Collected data

____

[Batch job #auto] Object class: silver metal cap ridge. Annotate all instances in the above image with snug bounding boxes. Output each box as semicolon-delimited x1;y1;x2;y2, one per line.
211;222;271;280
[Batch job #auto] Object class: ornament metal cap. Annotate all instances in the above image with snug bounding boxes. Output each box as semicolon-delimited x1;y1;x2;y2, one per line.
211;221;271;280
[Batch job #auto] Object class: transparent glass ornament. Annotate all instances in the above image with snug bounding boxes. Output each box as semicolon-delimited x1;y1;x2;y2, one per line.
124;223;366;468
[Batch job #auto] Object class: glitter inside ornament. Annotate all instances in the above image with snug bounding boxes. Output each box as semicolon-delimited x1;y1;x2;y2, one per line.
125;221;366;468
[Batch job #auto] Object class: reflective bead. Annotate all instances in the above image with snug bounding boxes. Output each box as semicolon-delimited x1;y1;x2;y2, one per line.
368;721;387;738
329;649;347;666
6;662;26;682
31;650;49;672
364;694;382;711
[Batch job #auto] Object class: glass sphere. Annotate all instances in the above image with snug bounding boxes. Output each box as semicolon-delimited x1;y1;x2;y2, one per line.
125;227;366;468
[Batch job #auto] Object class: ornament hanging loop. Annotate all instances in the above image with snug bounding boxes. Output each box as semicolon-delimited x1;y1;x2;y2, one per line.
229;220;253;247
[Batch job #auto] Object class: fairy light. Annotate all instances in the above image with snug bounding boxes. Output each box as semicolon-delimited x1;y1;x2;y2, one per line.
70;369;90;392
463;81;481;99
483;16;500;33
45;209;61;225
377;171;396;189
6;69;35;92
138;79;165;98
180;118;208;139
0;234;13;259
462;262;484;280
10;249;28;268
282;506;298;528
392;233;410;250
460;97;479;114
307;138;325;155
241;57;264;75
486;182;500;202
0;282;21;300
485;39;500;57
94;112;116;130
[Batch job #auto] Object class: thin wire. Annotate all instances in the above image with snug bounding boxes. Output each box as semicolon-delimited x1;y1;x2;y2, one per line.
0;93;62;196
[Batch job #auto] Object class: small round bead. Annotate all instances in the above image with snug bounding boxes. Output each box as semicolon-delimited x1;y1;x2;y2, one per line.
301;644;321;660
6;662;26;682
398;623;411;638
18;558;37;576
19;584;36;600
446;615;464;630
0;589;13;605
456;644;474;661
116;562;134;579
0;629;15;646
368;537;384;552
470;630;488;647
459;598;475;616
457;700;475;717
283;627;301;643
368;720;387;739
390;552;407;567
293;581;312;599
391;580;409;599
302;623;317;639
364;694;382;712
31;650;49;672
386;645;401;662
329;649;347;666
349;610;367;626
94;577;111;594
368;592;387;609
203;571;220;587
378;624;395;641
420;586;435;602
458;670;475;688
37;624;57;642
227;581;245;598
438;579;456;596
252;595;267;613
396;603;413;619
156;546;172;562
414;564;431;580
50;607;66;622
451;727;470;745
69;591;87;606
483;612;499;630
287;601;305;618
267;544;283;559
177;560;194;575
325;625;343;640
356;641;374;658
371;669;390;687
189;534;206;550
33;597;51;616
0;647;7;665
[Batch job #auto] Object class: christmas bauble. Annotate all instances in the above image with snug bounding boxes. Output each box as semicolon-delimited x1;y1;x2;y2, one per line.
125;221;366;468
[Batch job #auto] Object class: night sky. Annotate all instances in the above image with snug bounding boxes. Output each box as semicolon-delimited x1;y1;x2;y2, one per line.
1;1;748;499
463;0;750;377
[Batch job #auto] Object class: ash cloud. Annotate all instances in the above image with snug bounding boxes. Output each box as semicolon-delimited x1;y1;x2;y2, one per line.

____

- _Required work_:
Reproduce every single entry above exactly.

- _Answer to this problem_:
[Batch job #auto] Object class: silver metal cap ridge. Annotate all instances in the above image with snug bounding boxes. Output each box as semicolon-delimited x1;y1;x2;y2, one per line.
211;222;271;280
[Batch job #auto] Object class: ornament metal cap. Annotate all instances in the above image with snug bounding boxes. Output each box as semicolon-delimited x1;y1;x2;y2, one per line.
211;221;271;280
[Batch job #auto] Object class: transparent glass ornament. Annotate all instances in the above image with snug bounding boxes. Output each box as semicolon-delimited x1;y1;x2;y2, one per line.
124;223;366;468
[Batch job #auto] Object class: glitter inside ornament. Annotate all instances in the above image with snug bounding boxes. Output each box as semicolon-delimited x1;y1;x2;y2, one per line.
125;221;366;468
[Batch job #auto] Object class: reflective bead. Annotate all instances in the above image with snug bounding boxes. Output each box as semicolon-delimited x1;y1;x2;y2, one per line.
368;721;387;738
329;649;347;666
6;662;26;682
31;650;49;672
364;694;382;711
[Batch job #auto] Object class: glass sphere. Annotate all instances in the above image with snug bounding boxes. Output each box as semicolon-delimited x1;y1;x2;y2, one per line.
125;227;366;468
[Batch job #auto] Object class: ornament hanging loop. Annotate all instances in the above image with snug bounding boxes. Output each box as semicolon-delimited x1;y1;x2;y2, one per line.
229;220;253;247
[Batch job #auto] Object class: fairy light. Annotate all instances in the above image with snug bounding boxes. Output each box as semicolon-delimited x1;y1;x2;y2, one per line.
70;369;90;392
463;81;481;99
483;16;500;33
45;209;61;225
377;171;396;189
6;69;35;92
138;79;165;98
180;118;208;139
0;234;13;259
462;262;484;280
10;249;28;268
282;506;298;528
392;233;410;250
460;97;479;114
307;138;325;155
241;57;264;75
486;182;500;202
0;282;21;300
485;39;500;57
94;112;116;130
[Batch job #auto] Object class: thin wire. Annotate all instances in the above image with snug bounding boxes. Output each box as semicolon-delimited x1;y1;x2;y2, one per line.
0;93;62;196
[Batch job #auto] Object class: small round bead. Annotate all instances in the above image with snug bounding boxes. Output each box as semicolon-delimited x1;y1;x2;y2, one per line.
301;644;321;660
6;662;26;682
398;623;411;638
18;558;37;576
19;584;36;600
446;615;464;630
0;589;13;605
456;644;474;661
116;562;134;579
0;629;15;646
368;537;384;552
470;630;488;647
459;598;475;616
457;700;475;717
283;627;301;643
368;720;387;739
390;552;407;567
293;581;312;599
391;580;409;599
302;623;317;639
364;694;382;712
31;650;49;672
386;645;401;662
329;649;347;666
349;610;367;626
94;577;111;594
368;592;387;609
203;571;220;587
378;624;395;641
420;586;435;602
458;670;475;688
37;624;57;642
227;581;245;598
438;579;456;596
252;595;267;613
396;603;413;619
156;546;172;562
414;564;431;580
50;607;66;622
451;727;470;745
69;591;87;606
483;612;499;630
287;601;305;618
267;544;283;559
177;560;194;575
325;625;343;640
356;641;374;658
371;669;390;687
189;534;206;550
33;597;51;616
0;647;7;665
[Batch job #auto] Object class: christmas bauble. Annotate all instances in the above image with snug bounding boxes. Output each box as semicolon-delimited x1;y1;x2;y2, one per line.
125;221;366;468
[Batch job #auto] Object class: night sky. Annotate all instances in the above image with snug bounding boxes. Output each box as semicolon-delimited x1;y1;x2;y2, one per line.
1;1;748;499
463;0;750;377
[Batch job #auto] Object class: ash cloud. Annotate all instances in the above image with snug bounding boxes. Output each box as semicolon-delimited x1;y1;x2;y2, one per line.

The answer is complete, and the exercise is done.